**What to do:** Leave out the pictures and repeat everything else in the records exactly.

(Object position labeling entries)
--- begin ---
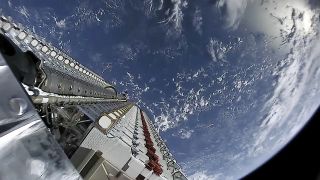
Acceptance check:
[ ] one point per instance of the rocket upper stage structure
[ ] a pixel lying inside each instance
(60, 120)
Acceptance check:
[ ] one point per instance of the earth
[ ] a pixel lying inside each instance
(228, 83)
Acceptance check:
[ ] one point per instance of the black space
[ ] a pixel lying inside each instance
(300, 159)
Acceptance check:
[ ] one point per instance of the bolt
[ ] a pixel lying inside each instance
(18, 106)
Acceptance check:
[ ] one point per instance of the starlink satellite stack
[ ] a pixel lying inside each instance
(60, 120)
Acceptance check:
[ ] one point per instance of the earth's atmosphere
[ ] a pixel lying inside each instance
(228, 82)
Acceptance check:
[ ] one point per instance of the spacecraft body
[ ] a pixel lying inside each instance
(60, 120)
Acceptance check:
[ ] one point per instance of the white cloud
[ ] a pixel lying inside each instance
--- end ---
**The result:**
Acceptance check:
[ ] one point per instance of the rocket upper stage structure
[ ] a pixel lying inside each instance
(60, 120)
Acceptance check:
[ ] one point per instance of the earth
[ ] a pixel lying inside each instance
(228, 83)
Acceptance check:
[ ] one point per instance of the black space
[ ] a pixel lying inside each instance
(300, 159)
Acceptance check:
[ ] one point per instance of the bolt
[ ] a pixel lying inside each instance
(18, 106)
Acceptance check:
[ ] one point per instance of the starlink satellite stack
[ ] a pixel lying inside each instance
(60, 120)
Acceptance check:
[ ] one point per instance of the earth's atmosphere
[ ] a pixel lying inside each instance
(228, 82)
Acceptance check:
[ ] one point per instance of the spacecraft body
[ ] a pixel lying inside each instance
(60, 120)
Acceptance check:
[ ] one point per instance of the white cloud
[ ] a pixel lying inside each instance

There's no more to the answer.